§ Task prompt
Repeat exactly, and only, the lines from the line bearing "Where exactly is the window" through the end of the material. Do not copy the pictures.
=======
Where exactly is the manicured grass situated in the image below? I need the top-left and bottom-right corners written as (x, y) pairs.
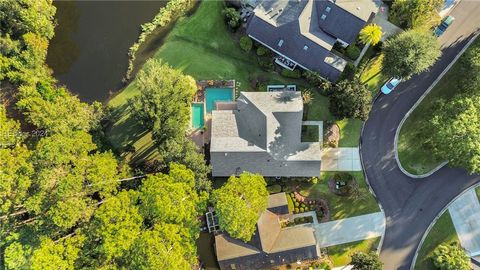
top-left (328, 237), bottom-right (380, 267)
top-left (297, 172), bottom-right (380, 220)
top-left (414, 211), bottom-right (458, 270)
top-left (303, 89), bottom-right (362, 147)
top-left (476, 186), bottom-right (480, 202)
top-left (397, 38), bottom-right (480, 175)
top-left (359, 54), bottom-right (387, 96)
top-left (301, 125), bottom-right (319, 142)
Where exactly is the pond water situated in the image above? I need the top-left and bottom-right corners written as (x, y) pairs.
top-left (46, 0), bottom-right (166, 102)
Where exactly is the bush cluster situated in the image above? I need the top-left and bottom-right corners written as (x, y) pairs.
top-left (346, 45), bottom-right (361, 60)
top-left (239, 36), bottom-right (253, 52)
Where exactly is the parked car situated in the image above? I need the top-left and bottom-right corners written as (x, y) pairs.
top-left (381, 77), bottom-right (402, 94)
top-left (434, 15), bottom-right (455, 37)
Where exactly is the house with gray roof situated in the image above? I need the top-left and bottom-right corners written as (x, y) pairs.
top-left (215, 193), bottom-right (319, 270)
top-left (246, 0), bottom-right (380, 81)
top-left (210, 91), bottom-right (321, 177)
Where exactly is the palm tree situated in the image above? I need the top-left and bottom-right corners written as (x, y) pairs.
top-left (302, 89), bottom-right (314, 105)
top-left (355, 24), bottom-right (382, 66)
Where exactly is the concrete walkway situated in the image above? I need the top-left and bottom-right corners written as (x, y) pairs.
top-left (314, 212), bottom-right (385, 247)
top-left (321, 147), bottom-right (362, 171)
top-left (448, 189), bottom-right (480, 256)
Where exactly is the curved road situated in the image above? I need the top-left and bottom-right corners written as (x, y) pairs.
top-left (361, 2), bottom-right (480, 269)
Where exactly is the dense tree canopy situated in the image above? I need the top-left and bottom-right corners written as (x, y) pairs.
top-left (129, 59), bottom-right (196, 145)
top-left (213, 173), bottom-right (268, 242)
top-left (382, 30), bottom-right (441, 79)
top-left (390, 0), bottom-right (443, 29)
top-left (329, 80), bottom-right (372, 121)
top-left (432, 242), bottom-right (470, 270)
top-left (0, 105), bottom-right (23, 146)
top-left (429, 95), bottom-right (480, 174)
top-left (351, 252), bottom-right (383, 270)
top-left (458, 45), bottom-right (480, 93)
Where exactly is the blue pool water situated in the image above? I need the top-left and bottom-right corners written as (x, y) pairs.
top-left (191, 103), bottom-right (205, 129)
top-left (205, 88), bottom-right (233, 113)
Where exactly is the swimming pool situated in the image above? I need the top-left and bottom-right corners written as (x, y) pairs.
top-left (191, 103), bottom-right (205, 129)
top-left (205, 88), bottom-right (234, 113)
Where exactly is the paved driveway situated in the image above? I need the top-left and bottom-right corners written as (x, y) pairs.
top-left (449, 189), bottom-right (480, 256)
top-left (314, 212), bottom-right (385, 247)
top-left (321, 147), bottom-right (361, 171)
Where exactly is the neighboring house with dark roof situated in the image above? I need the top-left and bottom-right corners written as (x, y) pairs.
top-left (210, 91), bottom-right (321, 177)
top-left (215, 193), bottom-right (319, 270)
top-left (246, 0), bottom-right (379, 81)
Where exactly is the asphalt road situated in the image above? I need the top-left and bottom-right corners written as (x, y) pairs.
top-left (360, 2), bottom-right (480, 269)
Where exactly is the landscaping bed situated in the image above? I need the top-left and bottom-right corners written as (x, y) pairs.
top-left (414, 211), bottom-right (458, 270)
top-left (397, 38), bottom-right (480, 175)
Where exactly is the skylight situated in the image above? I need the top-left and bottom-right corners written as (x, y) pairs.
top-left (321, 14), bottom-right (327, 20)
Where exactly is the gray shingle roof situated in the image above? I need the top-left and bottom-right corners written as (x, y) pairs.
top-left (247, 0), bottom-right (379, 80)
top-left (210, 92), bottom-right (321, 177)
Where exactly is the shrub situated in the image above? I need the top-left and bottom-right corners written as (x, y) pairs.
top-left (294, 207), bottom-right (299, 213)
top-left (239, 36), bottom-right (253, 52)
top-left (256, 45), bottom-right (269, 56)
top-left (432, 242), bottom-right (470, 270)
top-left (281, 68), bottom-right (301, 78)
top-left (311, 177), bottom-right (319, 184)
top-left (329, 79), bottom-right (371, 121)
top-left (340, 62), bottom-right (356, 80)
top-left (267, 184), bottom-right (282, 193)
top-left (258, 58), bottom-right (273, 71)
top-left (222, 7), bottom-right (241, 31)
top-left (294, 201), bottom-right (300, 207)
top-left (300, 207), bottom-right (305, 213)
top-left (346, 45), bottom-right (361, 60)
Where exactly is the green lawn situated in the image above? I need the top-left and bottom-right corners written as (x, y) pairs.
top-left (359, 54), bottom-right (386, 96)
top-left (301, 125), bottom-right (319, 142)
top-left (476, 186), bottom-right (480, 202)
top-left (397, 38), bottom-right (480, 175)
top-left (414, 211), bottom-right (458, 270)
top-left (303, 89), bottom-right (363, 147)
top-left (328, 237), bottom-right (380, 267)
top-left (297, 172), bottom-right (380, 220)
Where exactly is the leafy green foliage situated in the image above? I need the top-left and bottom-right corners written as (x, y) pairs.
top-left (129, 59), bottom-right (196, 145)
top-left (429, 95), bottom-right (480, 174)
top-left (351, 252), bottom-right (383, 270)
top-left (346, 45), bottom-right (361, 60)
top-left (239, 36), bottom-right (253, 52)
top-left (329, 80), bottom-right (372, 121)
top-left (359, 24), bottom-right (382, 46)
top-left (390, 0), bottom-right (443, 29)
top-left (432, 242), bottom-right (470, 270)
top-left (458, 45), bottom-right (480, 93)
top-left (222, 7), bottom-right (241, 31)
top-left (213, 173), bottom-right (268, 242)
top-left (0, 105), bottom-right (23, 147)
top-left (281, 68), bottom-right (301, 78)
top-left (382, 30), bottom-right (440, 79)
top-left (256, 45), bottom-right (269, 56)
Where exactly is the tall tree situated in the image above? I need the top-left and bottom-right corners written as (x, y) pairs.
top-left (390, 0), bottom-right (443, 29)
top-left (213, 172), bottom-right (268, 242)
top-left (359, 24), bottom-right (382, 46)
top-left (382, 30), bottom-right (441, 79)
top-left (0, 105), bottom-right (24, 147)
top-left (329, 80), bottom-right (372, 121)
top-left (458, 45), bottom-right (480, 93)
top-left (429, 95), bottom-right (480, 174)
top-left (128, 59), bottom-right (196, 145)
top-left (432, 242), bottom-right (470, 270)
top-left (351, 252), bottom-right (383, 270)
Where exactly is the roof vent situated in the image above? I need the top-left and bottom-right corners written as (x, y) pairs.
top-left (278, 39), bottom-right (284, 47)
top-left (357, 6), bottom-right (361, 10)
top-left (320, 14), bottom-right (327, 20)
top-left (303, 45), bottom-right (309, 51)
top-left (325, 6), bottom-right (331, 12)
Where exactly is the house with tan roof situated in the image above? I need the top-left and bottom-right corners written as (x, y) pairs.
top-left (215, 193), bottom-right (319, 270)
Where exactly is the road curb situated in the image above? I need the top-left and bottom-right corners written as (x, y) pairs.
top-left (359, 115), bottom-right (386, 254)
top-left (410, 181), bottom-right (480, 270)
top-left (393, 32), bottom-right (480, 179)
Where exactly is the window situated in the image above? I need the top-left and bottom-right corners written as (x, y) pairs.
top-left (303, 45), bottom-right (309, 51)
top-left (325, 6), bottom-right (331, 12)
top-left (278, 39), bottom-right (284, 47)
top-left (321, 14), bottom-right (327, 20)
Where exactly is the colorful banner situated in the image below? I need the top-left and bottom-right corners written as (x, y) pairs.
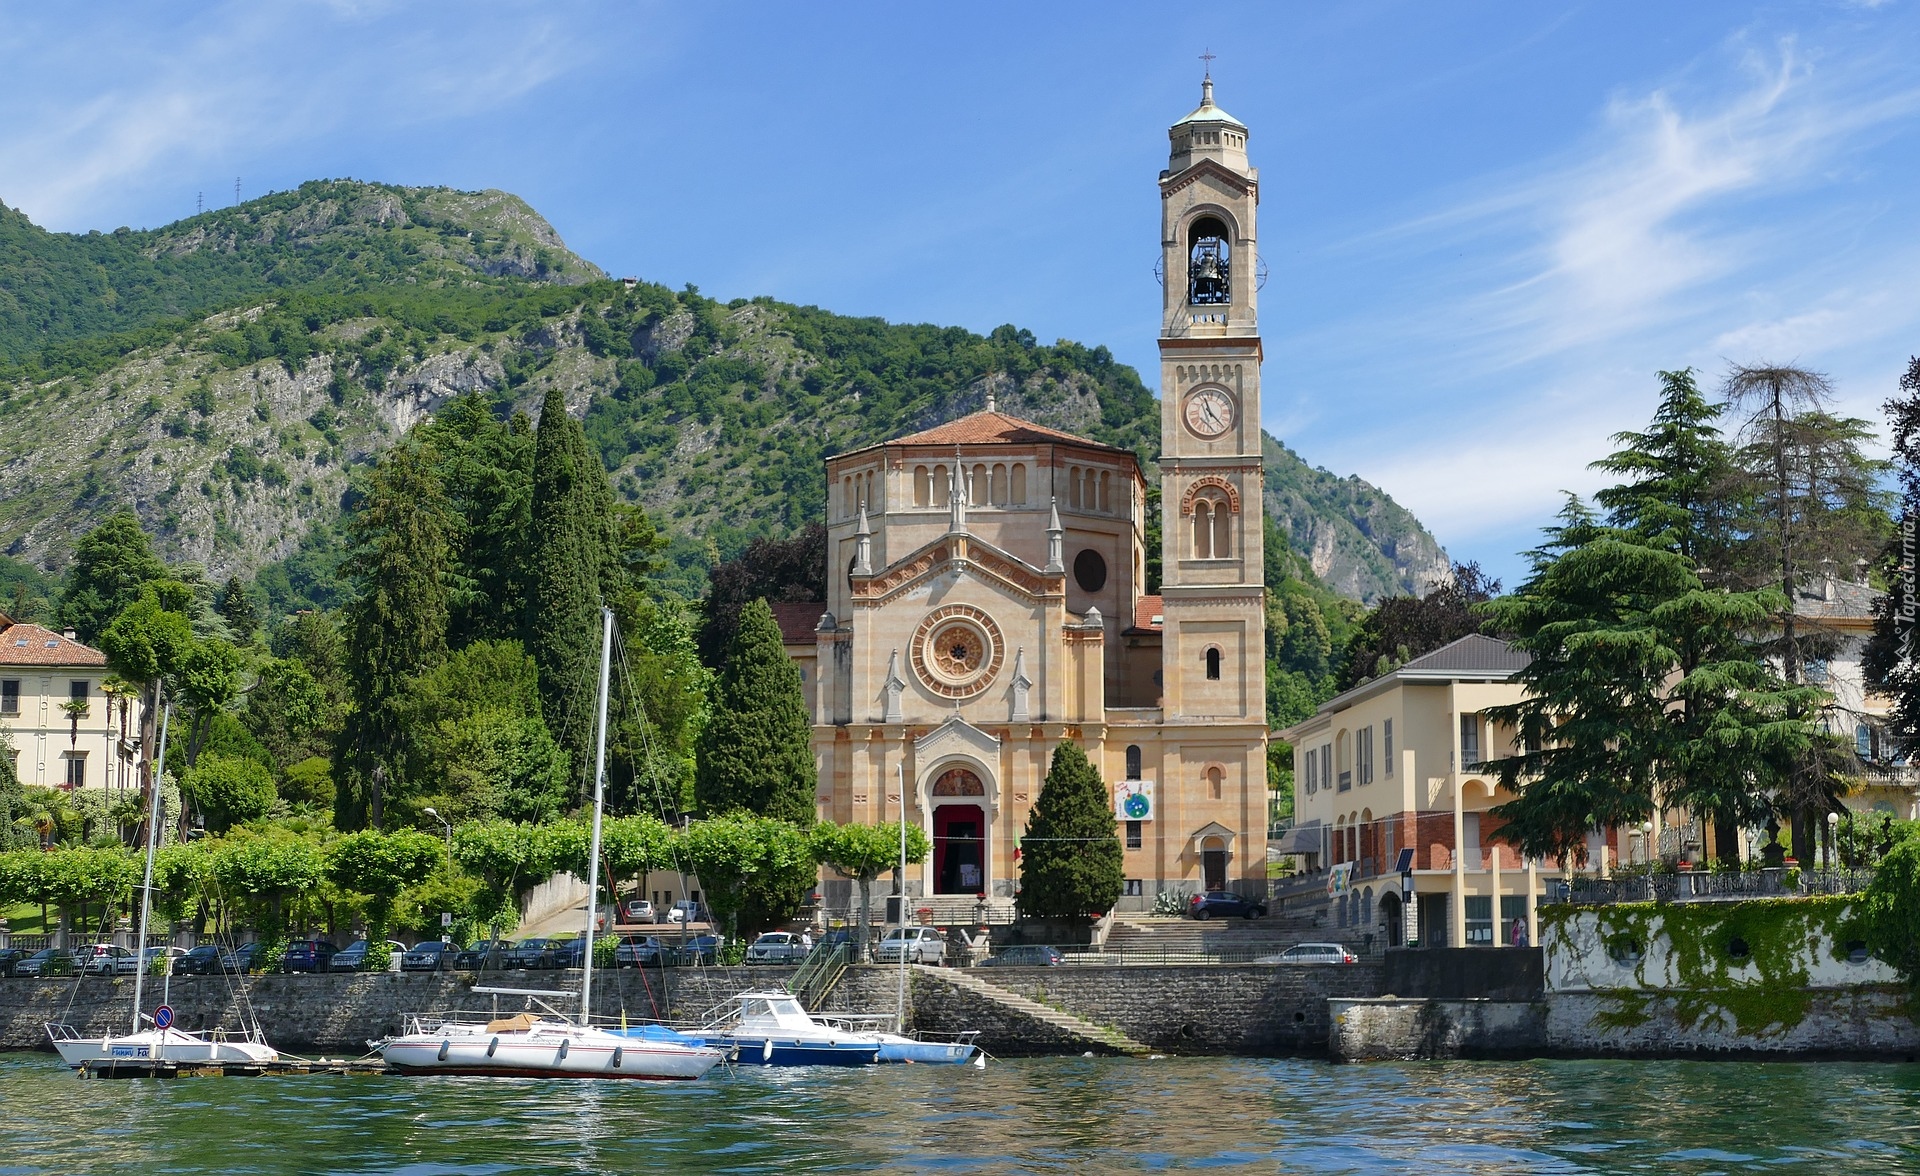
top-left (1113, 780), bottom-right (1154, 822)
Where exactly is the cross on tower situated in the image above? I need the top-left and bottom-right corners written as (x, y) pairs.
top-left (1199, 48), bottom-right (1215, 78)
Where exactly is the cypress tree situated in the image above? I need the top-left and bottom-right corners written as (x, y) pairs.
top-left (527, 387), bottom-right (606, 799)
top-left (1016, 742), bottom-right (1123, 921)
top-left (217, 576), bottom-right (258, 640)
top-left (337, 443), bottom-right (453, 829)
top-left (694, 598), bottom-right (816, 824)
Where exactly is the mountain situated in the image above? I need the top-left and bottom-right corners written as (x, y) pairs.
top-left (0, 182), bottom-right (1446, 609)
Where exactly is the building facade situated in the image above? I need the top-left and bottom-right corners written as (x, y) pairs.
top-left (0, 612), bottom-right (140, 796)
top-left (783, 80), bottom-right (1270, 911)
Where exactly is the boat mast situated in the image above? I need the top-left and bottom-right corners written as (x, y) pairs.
=======
§ Solution for this task
Where exactly is the window situated in the image above? I need the top-left and bottom-right corners written as (x, y) pairs.
top-left (303, 45), bottom-right (309, 51)
top-left (325, 6), bottom-right (331, 12)
top-left (278, 39), bottom-right (284, 47)
top-left (321, 14), bottom-right (327, 20)
Where exactly is the colorful banner situated in the image below? I need the top-left and bottom-right corners written as (x, y) pairs.
top-left (1113, 780), bottom-right (1154, 822)
Where exactly is the cross on tower situated in the image above? I need the top-left and bottom-right corners written as (x, y) pairs.
top-left (1199, 48), bottom-right (1215, 78)
Where exactly is the cypress tree situated in the image above? I need the top-left and bottom-right corners written as (x, y) pairs.
top-left (527, 387), bottom-right (606, 799)
top-left (1016, 742), bottom-right (1123, 921)
top-left (217, 576), bottom-right (258, 640)
top-left (337, 443), bottom-right (453, 829)
top-left (694, 598), bottom-right (816, 824)
Where exactly is the mountain situated in the image above? I need the top-left and bottom-right corners written as (x, y) pairs.
top-left (0, 182), bottom-right (1446, 609)
Where exactly is the building facade situated in the image above? I need the top-left and bottom-right corners written as (x, y) pairs.
top-left (0, 612), bottom-right (140, 796)
top-left (783, 80), bottom-right (1270, 911)
Where exactly is the boat mast situated in the image above? I need the top-left and bottom-right corners written as (x, y) pairs.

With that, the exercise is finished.